*EXERCISE INSTRUCTIONS*:
A. In the palm oil article, in which city is Loders building Europe's largest palm oil refinery and fractionation plant?
B. Extend the palm oil article, picking up right after its final sentence.
*** Opening DOCUMENT EXCERPT ***
The company says that by joining forces with IOI and other firms, it is now able to control the supply chain from 'tree to customer', guaranteeing tracability, quality and sustainable palm oil.
Loders is building the largest palm oil refinery and fractionation plant in Europe in Rotterdam, Netherlands, which on completion later this year should process 2,500-3,000 tons of palm a day. Last year, the company acquired Soctek in Asia and enlarged its US refinery in Channahon.
Palm oil is becoming increasingly important as an ingredient in a wide range of foods, not least because it is trans-fat-free. Trans fatty acids are formed when fats are hydrogenated to make them more solid and extend their shelf life, and are thought to increase the risk of cardiovascular disease and cancer. Because palm oil is semi-solid naturally, it does not require hydrogenation.
*** Closing DOCUMENT EXCERPT ***
*** Opening DATASET ***
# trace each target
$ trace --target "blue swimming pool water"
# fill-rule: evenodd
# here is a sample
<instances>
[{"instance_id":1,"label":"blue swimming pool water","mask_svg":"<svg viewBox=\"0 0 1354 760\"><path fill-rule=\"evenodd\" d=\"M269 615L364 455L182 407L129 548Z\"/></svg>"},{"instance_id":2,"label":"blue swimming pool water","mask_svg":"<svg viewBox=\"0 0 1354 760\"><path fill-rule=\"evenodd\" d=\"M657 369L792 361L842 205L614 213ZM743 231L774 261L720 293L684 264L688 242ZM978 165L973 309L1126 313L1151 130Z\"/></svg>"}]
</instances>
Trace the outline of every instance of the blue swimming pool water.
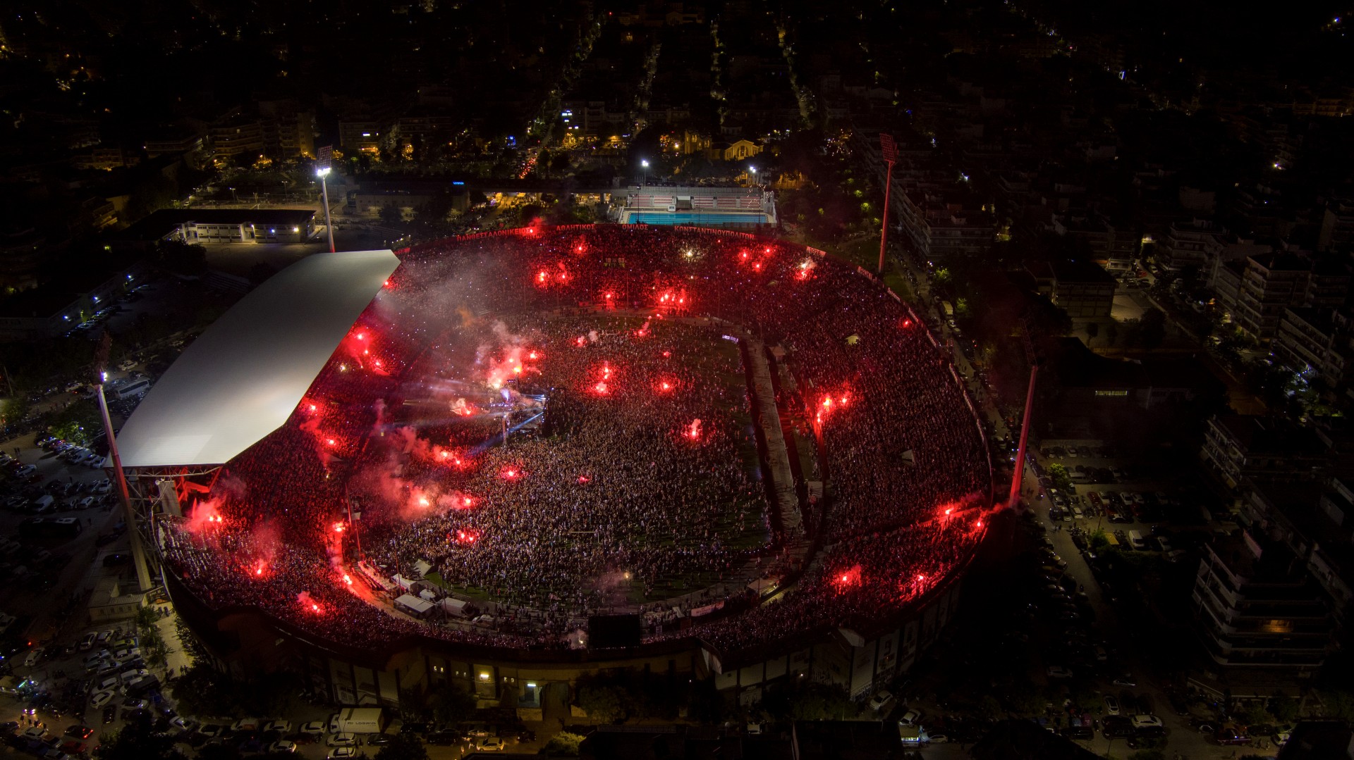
*** Closing DATASET ***
*ANSWER SECTION*:
A. Rotterdam, Netherlands.

B.
Although widespread commercial plantings only began in the 1990s, Malaysia is now the world's largest producer of palm oil, and continues to benefit from a growing awareness of the health properties of the antioxidant-rich oil. Indeed, palm oil is now second only to soybean oil in terms of global demand, accounting for 28 per cent of total edible oil sales.
But this popularity has led to an increasing problem in meeting demand and inevitably prices have risen sharply. "In early 2002 palm oil reached $300 per metric tonne, but over the last few weeks this figure has tipped $500," an analyst at the US Department of Agriculture Foreign Agriculture Service told FoodNavigator.com last June.
As a result, edible oil companies have joined forces to create a new organisation, the Roundtable on Sustainable Palm Oil (RSPO), whose principal objective is to promote the growth and use of sustainable palm oil through co-operation within the supply chain and open dialogue with stakeholders.